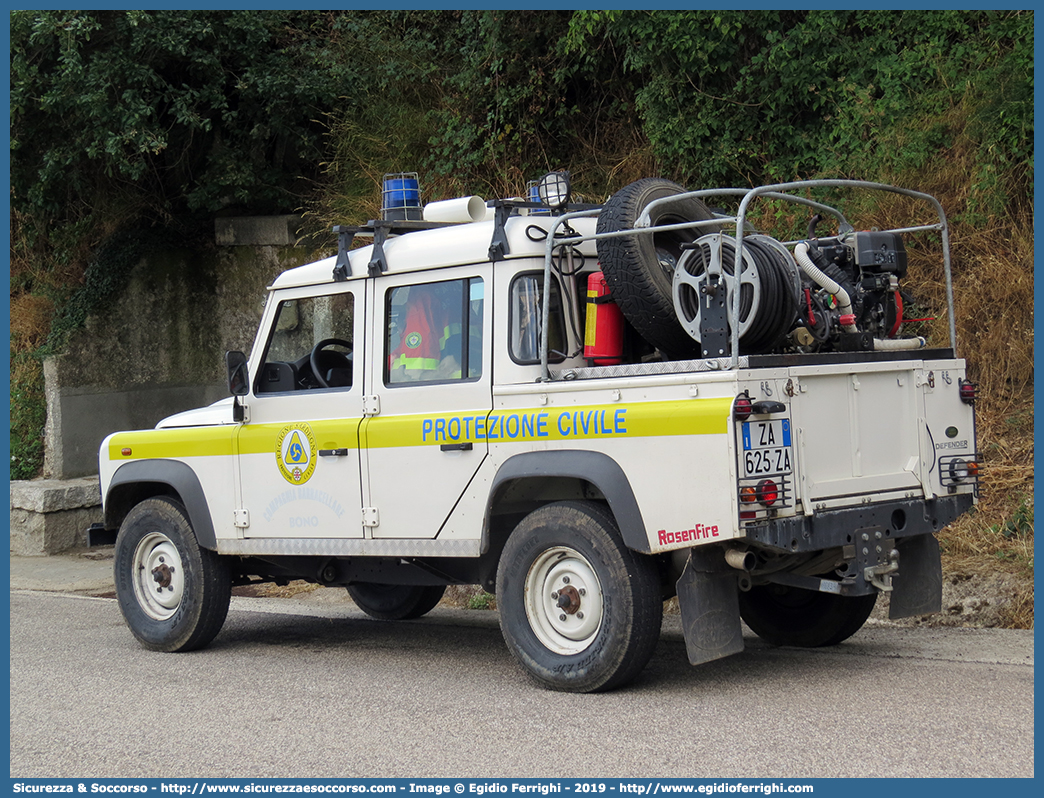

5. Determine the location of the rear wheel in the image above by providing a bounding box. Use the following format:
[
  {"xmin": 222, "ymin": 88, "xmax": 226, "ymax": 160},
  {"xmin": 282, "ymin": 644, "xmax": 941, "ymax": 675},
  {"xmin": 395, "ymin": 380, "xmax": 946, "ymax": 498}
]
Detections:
[
  {"xmin": 348, "ymin": 582, "xmax": 446, "ymax": 620},
  {"xmin": 113, "ymin": 496, "xmax": 232, "ymax": 652},
  {"xmin": 739, "ymin": 585, "xmax": 877, "ymax": 649},
  {"xmin": 497, "ymin": 501, "xmax": 663, "ymax": 693}
]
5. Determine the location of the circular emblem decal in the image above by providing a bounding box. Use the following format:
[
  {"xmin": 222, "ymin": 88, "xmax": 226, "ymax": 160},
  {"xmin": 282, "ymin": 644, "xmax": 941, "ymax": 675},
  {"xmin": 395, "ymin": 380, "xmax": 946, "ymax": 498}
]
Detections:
[{"xmin": 276, "ymin": 424, "xmax": 315, "ymax": 485}]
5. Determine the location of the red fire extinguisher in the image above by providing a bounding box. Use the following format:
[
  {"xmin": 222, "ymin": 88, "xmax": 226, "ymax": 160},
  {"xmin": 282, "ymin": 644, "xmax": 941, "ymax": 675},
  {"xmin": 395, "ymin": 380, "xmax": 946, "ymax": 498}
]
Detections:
[{"xmin": 584, "ymin": 272, "xmax": 623, "ymax": 366}]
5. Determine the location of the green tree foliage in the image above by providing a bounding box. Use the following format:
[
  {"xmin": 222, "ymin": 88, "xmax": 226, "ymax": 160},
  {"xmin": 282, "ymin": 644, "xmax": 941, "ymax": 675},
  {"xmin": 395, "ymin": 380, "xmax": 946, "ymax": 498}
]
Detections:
[{"xmin": 570, "ymin": 10, "xmax": 1033, "ymax": 212}]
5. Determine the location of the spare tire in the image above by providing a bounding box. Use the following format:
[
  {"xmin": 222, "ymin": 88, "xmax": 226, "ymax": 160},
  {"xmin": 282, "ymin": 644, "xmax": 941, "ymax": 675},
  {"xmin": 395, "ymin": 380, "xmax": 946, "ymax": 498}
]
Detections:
[{"xmin": 597, "ymin": 178, "xmax": 721, "ymax": 358}]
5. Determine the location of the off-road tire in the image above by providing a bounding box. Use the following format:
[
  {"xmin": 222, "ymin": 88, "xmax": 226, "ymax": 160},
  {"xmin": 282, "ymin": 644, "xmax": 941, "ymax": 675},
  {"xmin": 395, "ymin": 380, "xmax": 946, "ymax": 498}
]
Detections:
[
  {"xmin": 113, "ymin": 496, "xmax": 232, "ymax": 652},
  {"xmin": 348, "ymin": 582, "xmax": 446, "ymax": 620},
  {"xmin": 739, "ymin": 585, "xmax": 877, "ymax": 649},
  {"xmin": 497, "ymin": 501, "xmax": 663, "ymax": 693},
  {"xmin": 597, "ymin": 178, "xmax": 720, "ymax": 358}
]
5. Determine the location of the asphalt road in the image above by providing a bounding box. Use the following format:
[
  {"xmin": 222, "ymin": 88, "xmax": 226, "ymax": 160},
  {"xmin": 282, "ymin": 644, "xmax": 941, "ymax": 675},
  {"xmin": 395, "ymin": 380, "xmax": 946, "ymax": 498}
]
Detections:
[{"xmin": 10, "ymin": 590, "xmax": 1034, "ymax": 778}]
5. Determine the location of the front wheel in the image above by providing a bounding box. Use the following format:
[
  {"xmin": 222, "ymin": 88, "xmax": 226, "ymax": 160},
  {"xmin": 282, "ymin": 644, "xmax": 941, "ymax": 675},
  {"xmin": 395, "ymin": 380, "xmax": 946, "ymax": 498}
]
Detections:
[
  {"xmin": 739, "ymin": 585, "xmax": 877, "ymax": 649},
  {"xmin": 348, "ymin": 582, "xmax": 446, "ymax": 620},
  {"xmin": 113, "ymin": 496, "xmax": 232, "ymax": 652},
  {"xmin": 497, "ymin": 501, "xmax": 663, "ymax": 693}
]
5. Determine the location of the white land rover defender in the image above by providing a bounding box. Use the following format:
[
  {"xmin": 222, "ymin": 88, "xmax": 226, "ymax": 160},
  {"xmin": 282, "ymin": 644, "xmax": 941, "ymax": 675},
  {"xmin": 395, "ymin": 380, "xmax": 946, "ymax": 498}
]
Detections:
[{"xmin": 100, "ymin": 172, "xmax": 979, "ymax": 691}]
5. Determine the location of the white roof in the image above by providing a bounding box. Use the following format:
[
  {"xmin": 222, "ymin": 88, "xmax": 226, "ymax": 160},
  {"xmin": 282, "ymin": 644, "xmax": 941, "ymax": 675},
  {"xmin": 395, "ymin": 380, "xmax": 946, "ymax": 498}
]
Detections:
[{"xmin": 270, "ymin": 216, "xmax": 596, "ymax": 288}]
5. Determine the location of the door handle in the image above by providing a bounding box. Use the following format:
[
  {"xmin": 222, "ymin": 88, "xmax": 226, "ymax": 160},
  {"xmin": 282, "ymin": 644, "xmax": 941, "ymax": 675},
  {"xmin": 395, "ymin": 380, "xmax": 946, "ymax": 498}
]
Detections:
[{"xmin": 438, "ymin": 441, "xmax": 474, "ymax": 451}]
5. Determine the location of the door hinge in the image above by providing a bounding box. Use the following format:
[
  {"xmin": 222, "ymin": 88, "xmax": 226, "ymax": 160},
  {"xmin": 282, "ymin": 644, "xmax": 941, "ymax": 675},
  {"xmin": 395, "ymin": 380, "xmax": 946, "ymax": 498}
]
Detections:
[{"xmin": 362, "ymin": 394, "xmax": 381, "ymax": 416}]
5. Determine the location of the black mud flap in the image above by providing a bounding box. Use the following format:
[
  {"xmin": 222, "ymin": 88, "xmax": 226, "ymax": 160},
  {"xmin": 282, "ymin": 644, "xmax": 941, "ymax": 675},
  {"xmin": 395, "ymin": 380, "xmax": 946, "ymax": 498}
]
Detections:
[
  {"xmin": 678, "ymin": 547, "xmax": 743, "ymax": 665},
  {"xmin": 888, "ymin": 535, "xmax": 943, "ymax": 619}
]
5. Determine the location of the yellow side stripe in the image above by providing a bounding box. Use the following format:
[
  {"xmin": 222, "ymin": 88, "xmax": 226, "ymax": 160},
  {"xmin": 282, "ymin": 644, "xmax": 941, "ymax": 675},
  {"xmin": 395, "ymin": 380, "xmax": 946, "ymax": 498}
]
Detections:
[
  {"xmin": 109, "ymin": 424, "xmax": 236, "ymax": 461},
  {"xmin": 363, "ymin": 398, "xmax": 732, "ymax": 448}
]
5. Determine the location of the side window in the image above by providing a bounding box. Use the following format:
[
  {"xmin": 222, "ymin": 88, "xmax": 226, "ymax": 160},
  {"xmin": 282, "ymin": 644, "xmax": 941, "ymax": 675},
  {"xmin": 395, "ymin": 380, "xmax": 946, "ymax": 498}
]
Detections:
[
  {"xmin": 384, "ymin": 278, "xmax": 484, "ymax": 385},
  {"xmin": 507, "ymin": 272, "xmax": 566, "ymax": 366},
  {"xmin": 255, "ymin": 292, "xmax": 355, "ymax": 394}
]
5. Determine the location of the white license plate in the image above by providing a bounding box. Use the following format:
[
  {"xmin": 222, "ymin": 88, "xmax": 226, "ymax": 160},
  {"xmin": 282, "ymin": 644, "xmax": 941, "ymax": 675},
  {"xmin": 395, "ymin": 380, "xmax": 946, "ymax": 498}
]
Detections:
= = = = =
* _Problem to solve_
Repeat the lines above exactly, and keep every picture out.

* _Result_
5. Determine the location of the rear wheel in the image above by providing a bounding box. Use the following format:
[
  {"xmin": 222, "ymin": 88, "xmax": 226, "ymax": 160},
  {"xmin": 282, "ymin": 644, "xmax": 941, "ymax": 675},
  {"xmin": 395, "ymin": 380, "xmax": 946, "ymax": 498}
]
Detections:
[
  {"xmin": 348, "ymin": 582, "xmax": 446, "ymax": 620},
  {"xmin": 113, "ymin": 496, "xmax": 232, "ymax": 652},
  {"xmin": 739, "ymin": 585, "xmax": 877, "ymax": 649},
  {"xmin": 497, "ymin": 501, "xmax": 663, "ymax": 693}
]
5. Determine the location of the circular emblem decal in the image above by providing a bounding box. Use the following format:
[
  {"xmin": 222, "ymin": 88, "xmax": 226, "ymax": 160},
  {"xmin": 282, "ymin": 644, "xmax": 941, "ymax": 675},
  {"xmin": 395, "ymin": 380, "xmax": 946, "ymax": 498}
]
Detections:
[{"xmin": 276, "ymin": 424, "xmax": 315, "ymax": 485}]
5. Determine the location of the red fire extinguisher in the image above by providing a bounding box. Use the following format:
[
  {"xmin": 222, "ymin": 88, "xmax": 226, "ymax": 160},
  {"xmin": 282, "ymin": 644, "xmax": 941, "ymax": 675},
  {"xmin": 395, "ymin": 380, "xmax": 946, "ymax": 498}
]
Detections:
[{"xmin": 584, "ymin": 272, "xmax": 623, "ymax": 366}]
5. Determine the location of the green tree foliage in the image above by providing a bounding box. Use the following format:
[
  {"xmin": 222, "ymin": 88, "xmax": 226, "ymax": 160},
  {"xmin": 282, "ymin": 644, "xmax": 941, "ymax": 675},
  {"xmin": 395, "ymin": 380, "xmax": 946, "ymax": 498}
]
Detections:
[{"xmin": 570, "ymin": 10, "xmax": 1033, "ymax": 212}]
5. Determine the location of the spare tire in the image above by providing a bounding box. Use the following format:
[
  {"xmin": 222, "ymin": 88, "xmax": 226, "ymax": 160},
  {"xmin": 282, "ymin": 644, "xmax": 941, "ymax": 675},
  {"xmin": 395, "ymin": 380, "xmax": 946, "ymax": 498}
]
Detections:
[{"xmin": 597, "ymin": 178, "xmax": 721, "ymax": 358}]
5. Determine the location of the off-road tire in the image above by providing a bounding box. Use the following format:
[
  {"xmin": 222, "ymin": 88, "xmax": 226, "ymax": 160},
  {"xmin": 282, "ymin": 644, "xmax": 941, "ymax": 675},
  {"xmin": 395, "ymin": 380, "xmax": 946, "ymax": 498}
]
Detections:
[
  {"xmin": 113, "ymin": 496, "xmax": 232, "ymax": 652},
  {"xmin": 348, "ymin": 582, "xmax": 446, "ymax": 620},
  {"xmin": 739, "ymin": 585, "xmax": 877, "ymax": 649},
  {"xmin": 497, "ymin": 501, "xmax": 663, "ymax": 693},
  {"xmin": 597, "ymin": 178, "xmax": 720, "ymax": 358}
]
5. Determine the location of the asphalt road in the image above by providing a bounding box. Use the following format:
[
  {"xmin": 222, "ymin": 88, "xmax": 226, "ymax": 160},
  {"xmin": 282, "ymin": 644, "xmax": 941, "ymax": 675},
  {"xmin": 395, "ymin": 380, "xmax": 946, "ymax": 498}
]
Detections:
[{"xmin": 10, "ymin": 590, "xmax": 1034, "ymax": 778}]
5. Determine the location of the front wheel in the image above by providing a bounding box. Use the following format:
[
  {"xmin": 222, "ymin": 88, "xmax": 226, "ymax": 160},
  {"xmin": 282, "ymin": 644, "xmax": 941, "ymax": 675},
  {"xmin": 395, "ymin": 380, "xmax": 946, "ymax": 498}
]
Detections:
[
  {"xmin": 739, "ymin": 585, "xmax": 877, "ymax": 649},
  {"xmin": 348, "ymin": 582, "xmax": 446, "ymax": 620},
  {"xmin": 113, "ymin": 496, "xmax": 232, "ymax": 652},
  {"xmin": 497, "ymin": 501, "xmax": 663, "ymax": 693}
]
5. Determine the location of the white land rover defender in the image above by providing a bounding box. Use the following format:
[
  {"xmin": 222, "ymin": 88, "xmax": 226, "ymax": 160},
  {"xmin": 282, "ymin": 644, "xmax": 941, "ymax": 675},
  {"xmin": 395, "ymin": 380, "xmax": 946, "ymax": 498}
]
Detections:
[{"xmin": 100, "ymin": 172, "xmax": 979, "ymax": 691}]
5. Determine the location of the white roof in the image above by providing a bounding box. Use the following format:
[
  {"xmin": 222, "ymin": 88, "xmax": 226, "ymax": 160},
  {"xmin": 282, "ymin": 644, "xmax": 941, "ymax": 675},
  {"xmin": 395, "ymin": 380, "xmax": 946, "ymax": 498}
]
Detections:
[{"xmin": 270, "ymin": 216, "xmax": 596, "ymax": 288}]
5. Determine the location of the door handle in the image above by providing a bounding box. Use the following format:
[
  {"xmin": 222, "ymin": 88, "xmax": 226, "ymax": 160},
  {"xmin": 282, "ymin": 644, "xmax": 941, "ymax": 675},
  {"xmin": 395, "ymin": 380, "xmax": 946, "ymax": 498}
]
Detections:
[{"xmin": 438, "ymin": 441, "xmax": 474, "ymax": 451}]
5. Determine the location of the door hinge in the image above by providing a bounding box. Use the following format:
[
  {"xmin": 222, "ymin": 88, "xmax": 226, "ymax": 160},
  {"xmin": 282, "ymin": 644, "xmax": 941, "ymax": 675},
  {"xmin": 395, "ymin": 380, "xmax": 946, "ymax": 498}
]
Detections:
[{"xmin": 362, "ymin": 394, "xmax": 381, "ymax": 416}]
5. Determine the location of the black mud flap in the image above by providing a bounding box. Use the following format:
[
  {"xmin": 222, "ymin": 88, "xmax": 226, "ymax": 160},
  {"xmin": 282, "ymin": 644, "xmax": 941, "ymax": 675},
  {"xmin": 395, "ymin": 380, "xmax": 946, "ymax": 498}
]
Detections:
[
  {"xmin": 678, "ymin": 547, "xmax": 743, "ymax": 665},
  {"xmin": 888, "ymin": 535, "xmax": 943, "ymax": 619}
]
5. Determine the location of the yellow side stripe in the image above by providing a bounding box. Use the following format:
[
  {"xmin": 222, "ymin": 88, "xmax": 226, "ymax": 160},
  {"xmin": 282, "ymin": 644, "xmax": 941, "ymax": 675},
  {"xmin": 395, "ymin": 380, "xmax": 946, "ymax": 498}
]
Detections:
[
  {"xmin": 109, "ymin": 424, "xmax": 236, "ymax": 461},
  {"xmin": 363, "ymin": 398, "xmax": 732, "ymax": 448}
]
5. Determine the location of the side window in the image above by providing a bounding box. Use the following format:
[
  {"xmin": 222, "ymin": 88, "xmax": 226, "ymax": 160},
  {"xmin": 282, "ymin": 644, "xmax": 941, "ymax": 675},
  {"xmin": 395, "ymin": 380, "xmax": 946, "ymax": 498}
]
Detections:
[
  {"xmin": 384, "ymin": 278, "xmax": 484, "ymax": 385},
  {"xmin": 507, "ymin": 272, "xmax": 566, "ymax": 366},
  {"xmin": 255, "ymin": 292, "xmax": 355, "ymax": 394}
]
5. Determine the location of the white license plate in the image above by providing a bounding box. Use the following format:
[
  {"xmin": 222, "ymin": 88, "xmax": 226, "ymax": 160},
  {"xmin": 282, "ymin": 644, "xmax": 941, "ymax": 675},
  {"xmin": 395, "ymin": 380, "xmax": 946, "ymax": 498}
]
Detections:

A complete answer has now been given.